● Задание 1
Объясните, почему в отрывке о покупке пальто дядюшка по дороге в магазин советует выбирать пальто внимательно.
● Задание 2
Продолжите отрывок о покупке пальто после его последнего предложения.

● Исходный отрывок

Во время войны одежду можно было получить только по карточкам: при покупке пальто, жакета, брюк или чулок, неважно какой, мужской или женской, одежды, продавцы вырезали из карточек квадратики. Мне понадобилось новое пальто, и мы с дядюшкой поехали в магазин. По дороге он поучал меня: «Смотри только, чтобы оно тебе понравилось. Когда квадратики вырежут, будет поздно». Продавщица надела на меня пальто с поясом, который я затянул до невозможности. Результат: складки со всех сторон. «Но, деточка, — наставительно произнесла продавщица, — оно должно висеть свободно, а так ты выглядишь, как перетянутая сосиска, так не пойдет». — «Но оно мне не нравится, — возразил я, глядя в зеркало, — оно совсем не приталено, висит прямо». — «Пальто для мальчиков не бывают приталенными, — объяснила она, — только для девочек». И мы с дядюшкой пошли в отдел для девочек, где продавцы вытаращились на нас. «Да, вы правильно расслышали, — сухо подтвердил он, — посмотрите, пожалуйста, нет ли у вас подходящего пальто для него». Они измерили мне талию и — раз, два, три сняли какое-то пальто с вешалки. Повернувшись к зеркалу, я понял, что это именно то, что мне нужно. Приталенное, спадает колокольчиком — как и должно быть. Даже продавщица выдавила: «Да, ты очень симпатично выглядишь в нем». Короче, пальто было куплено, карточка вырезана, и лишь на выходе дядюшка еще раз наклонился ко мне: «Надеюсь, твой старик ничего не заметит, иначе будет трепка». Он не заметил, он, наверно был слеп ко всему, что не соответствовало его мировоззрению. Мне кажется, он так никогда и не понял, что я был девочкой в мальчишеском облике.

Здесь я должен пояснить для тех, кто этого не понимает. Я ощущаю себя женщиной по своей сути, но это не значит, что я стесняюсь своих мужских половых органов. Нет, я не транссексуал. Впрочем, если бы меня приговорили отрастить бороду, это было бы невыносимо для меня. Еще в школе я думал: «Конечно, ты мальчик, но все же ты скорее девочка». Что это значило для моей дальнейшей жизни, я, конечно, не представлял, настолько я вошел в роль девочки.

● Извлеченный материал
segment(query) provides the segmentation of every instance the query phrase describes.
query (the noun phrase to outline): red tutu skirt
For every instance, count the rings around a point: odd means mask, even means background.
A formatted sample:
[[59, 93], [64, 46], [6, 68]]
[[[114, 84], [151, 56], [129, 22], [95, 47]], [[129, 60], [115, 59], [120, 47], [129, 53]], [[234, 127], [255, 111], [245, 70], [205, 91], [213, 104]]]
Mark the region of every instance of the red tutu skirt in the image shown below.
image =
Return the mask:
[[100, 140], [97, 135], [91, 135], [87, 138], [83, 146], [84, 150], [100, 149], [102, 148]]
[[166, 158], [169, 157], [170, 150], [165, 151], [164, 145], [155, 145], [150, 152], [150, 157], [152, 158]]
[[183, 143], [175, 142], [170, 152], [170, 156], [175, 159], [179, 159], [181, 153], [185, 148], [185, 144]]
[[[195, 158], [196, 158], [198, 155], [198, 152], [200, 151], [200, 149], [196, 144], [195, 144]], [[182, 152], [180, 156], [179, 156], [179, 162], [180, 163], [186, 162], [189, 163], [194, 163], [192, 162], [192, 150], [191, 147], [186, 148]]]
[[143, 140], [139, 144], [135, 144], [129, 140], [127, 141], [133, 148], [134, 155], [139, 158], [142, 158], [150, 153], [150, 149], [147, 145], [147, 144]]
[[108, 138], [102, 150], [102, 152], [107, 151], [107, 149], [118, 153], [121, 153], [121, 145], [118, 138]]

● Поле ответа 1
Во время войны одежду продавали только по карточкам, и при покупке продавцы вырезали из карточки квадратики. Поэтому дядюшка предупреждает, что после вырезания квадратиков передумывать будет поздно.

● Поле ответа 2
Но вернемся к моей тетушке. В имении работало много конюхов, и один из них мне особенно приглянулся. Несмотря на мужскую фигуру, широкоплечий и узкобедрый, Гюнтер обладал женственными чертами. Он учил меня ездить верхом. Так как было жаркое лето, и у меня не было подходящей одежды, я выехал с ним в коротких брючках. Они оказались более чем неподходящей одеждой: я стер себе не только ляжки, но и зад. Вернувшись в имение, он привел меня в свою комнатку, налил холодной воды в эмалированный таз: «Снимай свои штаны». Мне было неловко, я колебался: «Снять штаны?» — «Ну да, — подошел он ко мне, тогда ты сможешь сесть в воду, она охладит». Очень смущаясь, я сделал, как было сказано, и вода значительно облегчила боль. Мой ухажер не преминул, собственноручно вытереть меня, что меня сильно возбудило. Мы поцеловались, горячо обнялись, стоя посреди незапертой комнаты. И случилось то, что должно было случиться: дверь открылась, вошла тетя, которая собиралась приказать конюху оседлать лошадь. Но она не рассердилась — ведь он во время службы предавался сугубо личным развлечениям, — а извинилась: «Ах, простите, я не знала. Не торопитесь». Дверь за ней захлопнулась. Но мы поторопились выйти, потому что были слишком взволнованы. С тех пор я каждую свободную минуту проводил с Гюнтером, который мне невероятно нравился.

Моя тетя была чуткой и понимающей не только в вопросах секса, она была очень политизированным человеком. Это она рассказала мне об ужасах варшавского гетто и прозорливо предрекла: «А я тебе говорю, — она сидела напротив меня на диване, и лицо ее окаменело, — этим преступникам, которые правят нами, скоро придет конец, ведь где много собак, там зайцу смерть. Но и мы пострадаем. Не больше, чем через два года здесь уже ничего не будет, а мы станем бедными беженцами на дорогах и не сможем вернуться сюда опять, как после Первой мировой войны».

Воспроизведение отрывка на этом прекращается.